*** DATA EXTRACT ***

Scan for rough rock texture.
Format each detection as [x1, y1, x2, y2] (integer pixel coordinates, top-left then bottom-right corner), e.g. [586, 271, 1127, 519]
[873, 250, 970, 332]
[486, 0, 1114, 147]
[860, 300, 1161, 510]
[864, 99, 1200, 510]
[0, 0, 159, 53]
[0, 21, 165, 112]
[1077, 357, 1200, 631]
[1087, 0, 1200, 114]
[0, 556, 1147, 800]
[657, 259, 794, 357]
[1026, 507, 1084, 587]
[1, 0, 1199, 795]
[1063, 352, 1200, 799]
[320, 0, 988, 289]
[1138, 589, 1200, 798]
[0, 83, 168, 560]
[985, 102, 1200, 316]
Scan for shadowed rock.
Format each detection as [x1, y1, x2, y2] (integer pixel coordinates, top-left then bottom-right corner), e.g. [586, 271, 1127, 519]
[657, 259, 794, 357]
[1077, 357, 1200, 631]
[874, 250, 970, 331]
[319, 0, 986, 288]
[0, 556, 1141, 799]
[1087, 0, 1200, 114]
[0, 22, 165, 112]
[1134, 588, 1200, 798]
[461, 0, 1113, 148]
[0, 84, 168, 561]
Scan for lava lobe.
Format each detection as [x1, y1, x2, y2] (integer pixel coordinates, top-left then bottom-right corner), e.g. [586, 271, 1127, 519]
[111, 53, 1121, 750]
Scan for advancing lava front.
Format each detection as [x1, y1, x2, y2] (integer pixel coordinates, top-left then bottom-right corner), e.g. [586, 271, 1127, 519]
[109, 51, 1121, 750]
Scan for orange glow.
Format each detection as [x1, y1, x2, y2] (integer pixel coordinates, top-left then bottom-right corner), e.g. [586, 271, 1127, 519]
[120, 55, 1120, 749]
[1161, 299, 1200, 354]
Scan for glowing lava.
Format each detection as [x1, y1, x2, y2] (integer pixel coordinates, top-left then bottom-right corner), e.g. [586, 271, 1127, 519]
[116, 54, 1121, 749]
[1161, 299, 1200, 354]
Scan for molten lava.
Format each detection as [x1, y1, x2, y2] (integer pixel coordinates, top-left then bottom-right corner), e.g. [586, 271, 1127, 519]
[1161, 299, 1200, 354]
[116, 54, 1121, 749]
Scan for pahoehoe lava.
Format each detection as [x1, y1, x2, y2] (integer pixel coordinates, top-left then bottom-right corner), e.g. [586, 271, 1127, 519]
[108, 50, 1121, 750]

*** End of DATA EXTRACT ***
*** DATA EXTRACT ***

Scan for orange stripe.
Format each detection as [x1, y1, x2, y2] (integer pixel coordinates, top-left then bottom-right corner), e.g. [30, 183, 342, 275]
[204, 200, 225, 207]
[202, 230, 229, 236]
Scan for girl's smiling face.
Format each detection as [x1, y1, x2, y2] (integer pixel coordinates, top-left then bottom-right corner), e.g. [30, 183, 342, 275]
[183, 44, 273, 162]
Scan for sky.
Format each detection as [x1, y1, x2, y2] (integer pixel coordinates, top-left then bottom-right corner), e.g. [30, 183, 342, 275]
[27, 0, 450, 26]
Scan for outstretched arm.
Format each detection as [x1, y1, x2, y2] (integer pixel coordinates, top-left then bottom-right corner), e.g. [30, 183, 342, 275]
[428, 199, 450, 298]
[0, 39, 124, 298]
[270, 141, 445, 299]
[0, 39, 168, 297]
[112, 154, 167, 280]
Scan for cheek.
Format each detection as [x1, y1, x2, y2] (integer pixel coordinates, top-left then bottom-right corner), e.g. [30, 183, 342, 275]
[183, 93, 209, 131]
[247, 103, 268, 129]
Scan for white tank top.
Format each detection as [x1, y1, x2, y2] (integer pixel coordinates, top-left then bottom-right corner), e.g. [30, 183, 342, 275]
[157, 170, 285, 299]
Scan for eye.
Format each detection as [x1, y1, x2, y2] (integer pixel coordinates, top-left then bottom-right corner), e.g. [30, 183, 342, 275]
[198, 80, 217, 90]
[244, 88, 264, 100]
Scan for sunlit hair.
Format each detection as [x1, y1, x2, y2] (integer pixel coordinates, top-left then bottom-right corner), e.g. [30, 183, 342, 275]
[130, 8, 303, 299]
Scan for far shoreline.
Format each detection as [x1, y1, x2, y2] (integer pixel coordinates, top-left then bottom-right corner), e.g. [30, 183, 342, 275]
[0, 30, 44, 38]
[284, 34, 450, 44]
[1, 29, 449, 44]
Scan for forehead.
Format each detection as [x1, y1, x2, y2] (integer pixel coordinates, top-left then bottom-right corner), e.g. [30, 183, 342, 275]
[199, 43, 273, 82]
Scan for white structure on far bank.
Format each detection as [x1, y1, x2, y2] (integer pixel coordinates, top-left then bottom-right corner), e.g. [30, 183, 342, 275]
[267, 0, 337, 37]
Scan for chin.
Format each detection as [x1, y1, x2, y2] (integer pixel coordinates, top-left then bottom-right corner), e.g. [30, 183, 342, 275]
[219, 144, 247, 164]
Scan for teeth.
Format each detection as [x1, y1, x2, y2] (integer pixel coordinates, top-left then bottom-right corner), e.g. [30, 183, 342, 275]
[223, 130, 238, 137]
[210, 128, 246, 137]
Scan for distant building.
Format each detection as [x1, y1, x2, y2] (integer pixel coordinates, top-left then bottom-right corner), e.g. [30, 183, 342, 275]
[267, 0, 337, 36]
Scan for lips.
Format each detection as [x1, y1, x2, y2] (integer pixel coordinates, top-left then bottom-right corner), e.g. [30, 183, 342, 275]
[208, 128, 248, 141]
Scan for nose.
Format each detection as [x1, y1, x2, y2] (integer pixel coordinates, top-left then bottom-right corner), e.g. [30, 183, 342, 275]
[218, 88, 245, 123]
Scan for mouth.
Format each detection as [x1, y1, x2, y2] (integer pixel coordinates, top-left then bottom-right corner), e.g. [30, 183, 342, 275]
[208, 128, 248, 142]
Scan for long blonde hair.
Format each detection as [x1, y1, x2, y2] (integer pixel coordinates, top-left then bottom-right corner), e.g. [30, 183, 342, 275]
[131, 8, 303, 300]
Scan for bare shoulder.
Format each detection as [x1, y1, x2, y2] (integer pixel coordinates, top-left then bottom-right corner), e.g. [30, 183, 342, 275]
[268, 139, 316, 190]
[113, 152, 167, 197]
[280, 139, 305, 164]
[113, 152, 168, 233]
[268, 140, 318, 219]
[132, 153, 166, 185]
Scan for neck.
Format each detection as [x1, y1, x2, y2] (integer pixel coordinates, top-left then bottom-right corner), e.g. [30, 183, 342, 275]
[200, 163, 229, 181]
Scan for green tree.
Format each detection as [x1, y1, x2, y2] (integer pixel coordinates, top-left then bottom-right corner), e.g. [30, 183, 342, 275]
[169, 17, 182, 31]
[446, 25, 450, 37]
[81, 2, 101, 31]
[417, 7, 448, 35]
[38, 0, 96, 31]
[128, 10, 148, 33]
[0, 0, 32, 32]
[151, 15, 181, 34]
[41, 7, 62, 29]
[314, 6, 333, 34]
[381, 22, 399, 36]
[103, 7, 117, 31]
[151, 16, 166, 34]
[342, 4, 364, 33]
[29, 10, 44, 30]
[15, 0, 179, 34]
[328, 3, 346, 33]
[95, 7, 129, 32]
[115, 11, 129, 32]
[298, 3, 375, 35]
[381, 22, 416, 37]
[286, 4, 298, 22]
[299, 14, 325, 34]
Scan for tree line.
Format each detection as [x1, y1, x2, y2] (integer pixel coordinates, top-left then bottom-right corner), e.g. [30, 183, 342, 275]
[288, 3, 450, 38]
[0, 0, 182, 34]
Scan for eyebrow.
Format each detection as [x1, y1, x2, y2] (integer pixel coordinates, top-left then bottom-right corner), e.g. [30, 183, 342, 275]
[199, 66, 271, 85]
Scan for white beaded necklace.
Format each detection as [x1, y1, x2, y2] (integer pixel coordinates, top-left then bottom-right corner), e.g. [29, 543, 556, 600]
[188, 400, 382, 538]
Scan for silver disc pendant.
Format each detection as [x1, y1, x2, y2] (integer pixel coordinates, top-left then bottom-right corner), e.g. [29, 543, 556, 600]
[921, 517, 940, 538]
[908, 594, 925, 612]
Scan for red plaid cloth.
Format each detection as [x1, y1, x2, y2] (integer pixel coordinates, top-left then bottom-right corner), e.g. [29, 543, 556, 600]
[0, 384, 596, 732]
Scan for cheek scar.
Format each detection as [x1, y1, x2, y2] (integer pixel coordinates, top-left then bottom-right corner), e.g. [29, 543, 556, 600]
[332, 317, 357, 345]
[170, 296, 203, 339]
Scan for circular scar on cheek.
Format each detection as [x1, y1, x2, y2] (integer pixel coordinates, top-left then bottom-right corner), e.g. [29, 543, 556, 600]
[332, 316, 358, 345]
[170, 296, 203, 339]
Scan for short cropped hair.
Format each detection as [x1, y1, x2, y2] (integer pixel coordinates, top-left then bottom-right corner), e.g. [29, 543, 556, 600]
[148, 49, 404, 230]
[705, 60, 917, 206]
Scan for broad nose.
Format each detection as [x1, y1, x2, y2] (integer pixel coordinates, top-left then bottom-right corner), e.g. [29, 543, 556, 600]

*** End of DATA EXTRACT ***
*** DATA EXTRACT ***

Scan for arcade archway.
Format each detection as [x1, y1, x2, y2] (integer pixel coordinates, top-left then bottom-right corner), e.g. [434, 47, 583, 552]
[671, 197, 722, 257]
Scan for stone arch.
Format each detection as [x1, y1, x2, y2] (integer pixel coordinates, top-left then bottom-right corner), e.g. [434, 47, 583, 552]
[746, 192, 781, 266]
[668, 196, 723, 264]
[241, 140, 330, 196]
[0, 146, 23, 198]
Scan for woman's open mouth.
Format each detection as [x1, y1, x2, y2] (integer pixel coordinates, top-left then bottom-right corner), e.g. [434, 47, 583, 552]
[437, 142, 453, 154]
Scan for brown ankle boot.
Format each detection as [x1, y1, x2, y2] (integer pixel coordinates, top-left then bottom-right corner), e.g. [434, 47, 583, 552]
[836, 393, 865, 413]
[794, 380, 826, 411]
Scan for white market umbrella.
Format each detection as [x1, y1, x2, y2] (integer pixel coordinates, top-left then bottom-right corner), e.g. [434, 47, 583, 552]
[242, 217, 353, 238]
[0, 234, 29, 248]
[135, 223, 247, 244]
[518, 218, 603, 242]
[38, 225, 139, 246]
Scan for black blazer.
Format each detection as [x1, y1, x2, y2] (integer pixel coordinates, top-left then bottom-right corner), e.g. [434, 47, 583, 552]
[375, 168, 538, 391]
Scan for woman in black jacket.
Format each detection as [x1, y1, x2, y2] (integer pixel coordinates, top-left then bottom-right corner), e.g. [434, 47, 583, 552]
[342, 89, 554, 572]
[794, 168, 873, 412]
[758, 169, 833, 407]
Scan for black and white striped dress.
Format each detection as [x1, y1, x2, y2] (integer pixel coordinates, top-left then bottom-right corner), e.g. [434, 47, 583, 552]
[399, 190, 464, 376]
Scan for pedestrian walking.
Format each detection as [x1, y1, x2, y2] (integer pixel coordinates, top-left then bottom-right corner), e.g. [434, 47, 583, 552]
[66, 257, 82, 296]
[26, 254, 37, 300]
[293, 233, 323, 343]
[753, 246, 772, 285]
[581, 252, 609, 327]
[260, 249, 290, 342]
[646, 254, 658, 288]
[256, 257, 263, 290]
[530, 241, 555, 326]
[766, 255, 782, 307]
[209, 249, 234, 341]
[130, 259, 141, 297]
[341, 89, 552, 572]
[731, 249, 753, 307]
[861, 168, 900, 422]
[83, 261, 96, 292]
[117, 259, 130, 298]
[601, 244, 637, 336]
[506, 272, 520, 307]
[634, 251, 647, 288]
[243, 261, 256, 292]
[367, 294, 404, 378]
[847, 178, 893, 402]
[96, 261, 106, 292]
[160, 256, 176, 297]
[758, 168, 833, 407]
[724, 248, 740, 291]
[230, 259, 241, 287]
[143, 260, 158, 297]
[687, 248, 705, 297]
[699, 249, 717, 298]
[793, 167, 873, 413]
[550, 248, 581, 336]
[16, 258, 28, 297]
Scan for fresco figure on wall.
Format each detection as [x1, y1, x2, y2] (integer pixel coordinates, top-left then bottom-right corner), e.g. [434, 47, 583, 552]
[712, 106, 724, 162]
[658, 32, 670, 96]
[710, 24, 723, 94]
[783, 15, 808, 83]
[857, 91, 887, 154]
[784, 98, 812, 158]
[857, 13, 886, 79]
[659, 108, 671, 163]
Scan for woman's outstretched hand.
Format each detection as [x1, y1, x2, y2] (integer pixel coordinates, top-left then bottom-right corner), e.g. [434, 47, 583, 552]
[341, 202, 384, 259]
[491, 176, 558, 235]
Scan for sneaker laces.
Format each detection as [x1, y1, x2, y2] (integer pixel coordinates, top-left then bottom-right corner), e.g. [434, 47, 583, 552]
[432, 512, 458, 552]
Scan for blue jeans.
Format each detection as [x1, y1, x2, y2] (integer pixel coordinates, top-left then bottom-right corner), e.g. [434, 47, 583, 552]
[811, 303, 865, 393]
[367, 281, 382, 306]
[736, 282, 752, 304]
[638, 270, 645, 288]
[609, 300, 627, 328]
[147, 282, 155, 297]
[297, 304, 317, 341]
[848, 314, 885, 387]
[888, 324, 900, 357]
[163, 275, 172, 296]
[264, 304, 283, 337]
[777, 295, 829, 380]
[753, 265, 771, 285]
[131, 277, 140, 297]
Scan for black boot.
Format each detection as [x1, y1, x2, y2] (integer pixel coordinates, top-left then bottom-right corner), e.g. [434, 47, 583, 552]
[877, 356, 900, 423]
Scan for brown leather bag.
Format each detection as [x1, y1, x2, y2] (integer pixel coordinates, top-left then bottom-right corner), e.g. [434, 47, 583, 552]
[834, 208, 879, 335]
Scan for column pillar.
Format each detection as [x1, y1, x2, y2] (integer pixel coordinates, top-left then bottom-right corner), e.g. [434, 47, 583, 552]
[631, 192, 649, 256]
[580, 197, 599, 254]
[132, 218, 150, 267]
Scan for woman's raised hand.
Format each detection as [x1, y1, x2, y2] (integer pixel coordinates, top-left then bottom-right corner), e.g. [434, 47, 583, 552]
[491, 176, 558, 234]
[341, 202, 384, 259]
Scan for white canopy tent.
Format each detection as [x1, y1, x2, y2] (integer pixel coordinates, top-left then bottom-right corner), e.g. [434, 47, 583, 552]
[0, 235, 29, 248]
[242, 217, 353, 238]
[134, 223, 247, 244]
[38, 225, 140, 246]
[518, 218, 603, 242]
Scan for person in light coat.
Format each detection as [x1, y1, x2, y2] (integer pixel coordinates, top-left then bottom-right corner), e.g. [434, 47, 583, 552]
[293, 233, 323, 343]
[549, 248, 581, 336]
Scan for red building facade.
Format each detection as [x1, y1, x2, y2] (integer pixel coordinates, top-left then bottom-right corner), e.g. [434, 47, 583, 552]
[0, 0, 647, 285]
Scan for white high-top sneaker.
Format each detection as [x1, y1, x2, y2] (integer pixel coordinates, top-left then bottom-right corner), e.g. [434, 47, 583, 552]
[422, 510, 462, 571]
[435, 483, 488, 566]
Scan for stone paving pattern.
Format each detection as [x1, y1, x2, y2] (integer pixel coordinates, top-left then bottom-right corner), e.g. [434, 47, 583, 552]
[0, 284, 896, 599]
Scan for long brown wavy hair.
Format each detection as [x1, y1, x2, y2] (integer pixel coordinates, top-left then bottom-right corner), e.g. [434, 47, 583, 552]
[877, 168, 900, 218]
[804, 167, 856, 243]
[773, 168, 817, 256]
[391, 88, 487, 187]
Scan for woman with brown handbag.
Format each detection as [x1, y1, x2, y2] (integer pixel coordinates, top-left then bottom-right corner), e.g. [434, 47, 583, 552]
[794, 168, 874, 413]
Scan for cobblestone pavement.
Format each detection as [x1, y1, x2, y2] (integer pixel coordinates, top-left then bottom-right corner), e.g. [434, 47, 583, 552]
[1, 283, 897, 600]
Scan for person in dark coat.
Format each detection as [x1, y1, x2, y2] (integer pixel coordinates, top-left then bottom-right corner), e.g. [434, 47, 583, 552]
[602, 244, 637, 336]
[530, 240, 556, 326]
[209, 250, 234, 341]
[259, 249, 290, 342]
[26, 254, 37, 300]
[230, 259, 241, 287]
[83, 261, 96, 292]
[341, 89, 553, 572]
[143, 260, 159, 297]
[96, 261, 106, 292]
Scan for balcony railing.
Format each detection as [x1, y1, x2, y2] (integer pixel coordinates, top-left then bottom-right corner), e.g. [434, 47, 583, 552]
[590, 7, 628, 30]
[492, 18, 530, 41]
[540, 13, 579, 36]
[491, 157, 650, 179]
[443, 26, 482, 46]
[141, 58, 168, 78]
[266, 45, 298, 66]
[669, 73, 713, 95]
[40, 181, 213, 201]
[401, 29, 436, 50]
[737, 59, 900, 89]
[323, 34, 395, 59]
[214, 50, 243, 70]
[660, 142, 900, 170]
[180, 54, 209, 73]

*** End of DATA EXTRACT ***

» **TASK TO COMPLETE**:
Look through the entries above and copy each line that has "tree" in it.

» **RESULT OF THE TASK**:
Scan for green tree.
Scan for tree line.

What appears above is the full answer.